• _Text section_

....................

# Diatom filter experiences?



## epicfish (Sep 11, 2006)

OK,

So I finally found a used Magnum 350 canister filter and micron catridge, spilit a box of DE powder with a fellow hobbyist, and am running it on my 10 gallon "pea-soup" tank.

How long does it take for a tank that small to clear up? Here are some pre-filter pics:





































The Magnum 350 has been running for about 6 hours and it's still pretty darn green. I added a little more than 1/2 cup of DE powder since I thought it'd work faster.

Anyone have any opinions?

Thanks.


----------



## Tonka (Mar 20, 2004)

10 hours and 10 gal? I'm surprised too. My 125 looks remarably better after "polishing" for more than 1 hour. Could you have a tear in the filter? Has the filter plugged and the water would a way around it? Is your "pea soup" made with one or three cans of water?

I would have thought that you would have improvement even without the DE. The Marineland microfilter is good to 8 microns (or is it 7?)....


----------



## dough041 (Dec 23, 2006)

I have a vortex d-1 and it works great. It is a little pita to get the prime going sometimes though.Once its set, it cleans my 55g in about 1 hr and I can see my 10g clearing in about 20 mins? Hope this helps, sorry don't have experience with the magnum filters. Sounds like a tear or bad seal with the micron filter?

....................

• _Records_
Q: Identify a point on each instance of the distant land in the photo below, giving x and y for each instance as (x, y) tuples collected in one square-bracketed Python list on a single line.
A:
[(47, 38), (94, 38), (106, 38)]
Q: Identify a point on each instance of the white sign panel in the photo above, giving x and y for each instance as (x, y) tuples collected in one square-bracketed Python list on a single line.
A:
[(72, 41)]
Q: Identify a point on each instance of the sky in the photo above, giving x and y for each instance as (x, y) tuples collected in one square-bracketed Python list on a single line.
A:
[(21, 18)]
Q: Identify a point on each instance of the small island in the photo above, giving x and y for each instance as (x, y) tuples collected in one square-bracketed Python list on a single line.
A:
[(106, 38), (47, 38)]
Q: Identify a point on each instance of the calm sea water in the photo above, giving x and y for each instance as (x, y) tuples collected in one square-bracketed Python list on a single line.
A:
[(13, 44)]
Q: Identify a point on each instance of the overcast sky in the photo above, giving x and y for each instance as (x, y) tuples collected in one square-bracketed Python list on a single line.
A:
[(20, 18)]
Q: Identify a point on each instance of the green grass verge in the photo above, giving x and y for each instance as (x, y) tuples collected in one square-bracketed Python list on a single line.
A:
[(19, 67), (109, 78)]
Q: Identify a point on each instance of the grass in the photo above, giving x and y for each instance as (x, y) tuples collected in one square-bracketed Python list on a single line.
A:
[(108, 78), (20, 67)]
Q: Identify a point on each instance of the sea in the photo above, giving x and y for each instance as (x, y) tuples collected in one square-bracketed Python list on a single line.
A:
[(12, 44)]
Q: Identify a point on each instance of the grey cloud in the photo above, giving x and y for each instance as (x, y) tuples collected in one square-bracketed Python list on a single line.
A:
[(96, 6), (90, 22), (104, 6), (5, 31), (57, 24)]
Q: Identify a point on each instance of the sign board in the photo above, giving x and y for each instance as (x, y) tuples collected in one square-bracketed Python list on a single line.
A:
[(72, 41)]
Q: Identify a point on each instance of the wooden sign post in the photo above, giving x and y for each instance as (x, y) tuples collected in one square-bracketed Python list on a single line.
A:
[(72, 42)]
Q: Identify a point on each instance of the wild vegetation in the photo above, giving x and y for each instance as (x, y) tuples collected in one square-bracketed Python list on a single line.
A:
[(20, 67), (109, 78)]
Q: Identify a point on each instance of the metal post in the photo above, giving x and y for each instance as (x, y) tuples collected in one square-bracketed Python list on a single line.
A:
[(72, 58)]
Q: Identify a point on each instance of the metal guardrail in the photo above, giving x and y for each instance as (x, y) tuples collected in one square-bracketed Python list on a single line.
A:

....................

• _Set task A_
Answer from the diatom filter thread:
(i) What kind of filter did epicfish find used?
(ii) How much DE powder did epicfish add?
(iii) According to dough041, how long does the vortex d-1 take to clean the 55g tank?
• _Set task B_
Duplicate the part of the diatom filter thread starting at "## Tonka (Mar" and ending at "the micron filter?".
• _Set task C_
Write the next part of the diatom filter thread, picking up after its last post.
The material is separate from the diatom filter thread.

• _Final answer A_
(i) A Magnum 350 canister filter
(ii) A little more than 1/2 cup
(iii) About 1 hour

• _Final answer B_
## Tonka (Mar 20, 2004)

10 hours and 10 gal? I'm surprised too. My 125 looks remarably better after "polishing" for more than 1 hour. Could you have a tear in the filter? Has the filter plugged and the water would a way around it? Is your "pea soup" made with one or three cans of water?

I would have thought that you would have improvement even without the DE. The Marineland microfilter is good to 8 microns (or is it 7?)....


----------



## dough041 (Dec 23, 2006)

I have a vortex d-1 and it works great. It is a little pita to get the prime going sometimes though.Once its set, it cleans my 55g in about 1 hr and I can see my 10g clearing in about 20 mins? Hope this helps, sorry don't have experience with the magnum filters. Sounds like a tear or bad seal with the micron filter?

• _Final answer C_
----------



## epicfish (Sep 11, 2006)

Just cleaned it out. Seems like I had a *lot* of DE powder. Checked the filter. No tear. Just moved all the gaskets around and checked them. Started it up again with 1/4 cup of DE powder this time. We'll see what happens!


----------



## apistaeasy (Jul 16, 2004)

try using clarity...


----------



## epicfish (Sep 11, 2006)

Figure this might go better in the Equipment forum. If any mods see this, can you please move it?

I figure if the gaskets are leaking or something and the water is bypassing the micron cartridge, I'd get diatom powder leaking into the tank, but I don't...so I doubt it's a torn filter or leaky gasket...right?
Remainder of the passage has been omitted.